• _TASK_
List every line of the records below that contains the word "Target", copying each such line in full, and treat the match as case-sensitive.

• _RECORDS FOR THIS EXERCISE_
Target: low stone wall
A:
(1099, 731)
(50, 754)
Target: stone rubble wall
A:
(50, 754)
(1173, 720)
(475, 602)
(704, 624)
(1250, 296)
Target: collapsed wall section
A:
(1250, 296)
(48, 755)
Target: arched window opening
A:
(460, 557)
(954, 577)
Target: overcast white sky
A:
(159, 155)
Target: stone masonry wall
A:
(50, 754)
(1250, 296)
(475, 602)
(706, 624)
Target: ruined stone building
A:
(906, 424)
--
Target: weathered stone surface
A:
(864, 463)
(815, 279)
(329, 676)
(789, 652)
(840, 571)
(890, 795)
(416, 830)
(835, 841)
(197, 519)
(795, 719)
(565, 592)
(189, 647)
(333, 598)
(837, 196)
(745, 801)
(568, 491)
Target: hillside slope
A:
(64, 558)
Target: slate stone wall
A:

• _RESULT OF THIS TASK_
Target: low stone wall
Target: stone rubble wall
Target: collapsed wall section
Target: arched window opening
Target: overcast white sky
Target: stone masonry wall
Target: ruined stone building
Target: weathered stone surface
Target: hillside slope
Target: slate stone wall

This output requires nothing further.